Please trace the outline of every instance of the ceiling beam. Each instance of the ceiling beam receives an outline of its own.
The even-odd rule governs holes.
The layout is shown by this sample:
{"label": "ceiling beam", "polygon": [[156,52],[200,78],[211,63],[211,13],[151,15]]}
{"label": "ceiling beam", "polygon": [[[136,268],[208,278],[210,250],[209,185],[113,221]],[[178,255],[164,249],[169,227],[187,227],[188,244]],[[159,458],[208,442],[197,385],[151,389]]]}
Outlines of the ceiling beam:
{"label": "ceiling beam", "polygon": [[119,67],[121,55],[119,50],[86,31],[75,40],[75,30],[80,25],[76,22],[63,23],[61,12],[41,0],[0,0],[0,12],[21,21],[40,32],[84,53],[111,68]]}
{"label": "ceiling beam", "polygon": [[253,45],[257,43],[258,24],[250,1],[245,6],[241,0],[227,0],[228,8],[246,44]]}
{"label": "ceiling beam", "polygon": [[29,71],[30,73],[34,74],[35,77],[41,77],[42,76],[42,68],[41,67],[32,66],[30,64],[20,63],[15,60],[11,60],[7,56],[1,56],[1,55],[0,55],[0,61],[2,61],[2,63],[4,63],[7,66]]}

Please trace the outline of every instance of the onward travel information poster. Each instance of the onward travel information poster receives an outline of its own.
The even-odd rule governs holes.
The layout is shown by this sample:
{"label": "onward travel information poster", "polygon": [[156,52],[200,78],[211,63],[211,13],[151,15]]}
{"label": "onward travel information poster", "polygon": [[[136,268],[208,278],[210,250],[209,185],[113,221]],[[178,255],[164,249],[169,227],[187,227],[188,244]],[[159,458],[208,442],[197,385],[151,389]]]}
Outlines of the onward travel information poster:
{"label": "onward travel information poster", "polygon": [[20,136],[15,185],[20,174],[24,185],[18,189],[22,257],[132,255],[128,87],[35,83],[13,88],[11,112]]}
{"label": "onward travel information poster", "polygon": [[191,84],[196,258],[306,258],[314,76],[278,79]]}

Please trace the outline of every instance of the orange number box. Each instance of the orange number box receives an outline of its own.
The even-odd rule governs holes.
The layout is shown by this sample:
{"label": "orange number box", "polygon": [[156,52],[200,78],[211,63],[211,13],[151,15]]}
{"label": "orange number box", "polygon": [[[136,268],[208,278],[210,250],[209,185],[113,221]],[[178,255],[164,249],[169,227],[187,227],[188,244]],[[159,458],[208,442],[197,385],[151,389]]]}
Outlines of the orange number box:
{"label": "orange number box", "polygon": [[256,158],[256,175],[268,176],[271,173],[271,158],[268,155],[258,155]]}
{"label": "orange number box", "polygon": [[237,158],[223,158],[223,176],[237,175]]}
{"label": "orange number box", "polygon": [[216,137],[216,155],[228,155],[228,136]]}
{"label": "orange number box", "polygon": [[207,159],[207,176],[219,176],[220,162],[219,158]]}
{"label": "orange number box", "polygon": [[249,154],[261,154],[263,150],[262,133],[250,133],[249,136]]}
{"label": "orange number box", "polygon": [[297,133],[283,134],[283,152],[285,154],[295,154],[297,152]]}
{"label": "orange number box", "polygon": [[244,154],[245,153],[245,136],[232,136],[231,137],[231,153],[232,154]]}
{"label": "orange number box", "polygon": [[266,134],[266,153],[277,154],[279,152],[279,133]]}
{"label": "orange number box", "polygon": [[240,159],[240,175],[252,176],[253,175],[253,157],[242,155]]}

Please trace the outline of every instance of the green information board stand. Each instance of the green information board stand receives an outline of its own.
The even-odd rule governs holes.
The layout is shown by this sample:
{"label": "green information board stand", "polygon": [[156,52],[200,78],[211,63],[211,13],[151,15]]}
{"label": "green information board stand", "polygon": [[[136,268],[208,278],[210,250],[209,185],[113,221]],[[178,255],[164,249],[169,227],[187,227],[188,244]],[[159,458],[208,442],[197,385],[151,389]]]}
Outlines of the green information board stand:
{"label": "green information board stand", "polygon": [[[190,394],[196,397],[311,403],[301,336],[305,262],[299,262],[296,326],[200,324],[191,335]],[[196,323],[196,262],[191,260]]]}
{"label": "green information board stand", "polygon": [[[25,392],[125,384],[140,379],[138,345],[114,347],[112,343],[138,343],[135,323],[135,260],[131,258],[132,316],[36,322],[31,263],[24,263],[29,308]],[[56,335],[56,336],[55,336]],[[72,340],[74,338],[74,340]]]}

▶ _Short exercise_
Render the stretch from the line containing "Please trace the outline of every instance of the green" through the end of the records above as a numbered list, leaving out any blank lines.

▶ _Full solution_
1. Please trace the outline of every instance of the green information board stand. Each instance of the green information board stand receives an outline of its own.
2. The even-odd rule governs holes.
3. The layout is shown by this sample:
4. {"label": "green information board stand", "polygon": [[156,52],[200,78],[211,63],[211,13],[151,15]]}
5. {"label": "green information board stand", "polygon": [[[136,268],[208,278],[210,250],[209,185],[113,221]],[[178,255],[164,249],[169,227],[187,227],[188,244]],[[159,458],[208,442],[197,385],[151,389]]]}
6. Outlines of the green information board stand:
7. {"label": "green information board stand", "polygon": [[[190,394],[196,397],[311,403],[301,336],[305,262],[299,262],[296,326],[200,324],[191,335]],[[196,323],[196,262],[191,260]]]}
8. {"label": "green information board stand", "polygon": [[[25,392],[125,384],[140,379],[138,345],[114,347],[112,343],[138,343],[135,323],[135,260],[131,258],[132,316],[36,322],[31,263],[24,263],[29,308]],[[56,335],[56,336],[55,336]],[[72,340],[74,338],[74,340]]]}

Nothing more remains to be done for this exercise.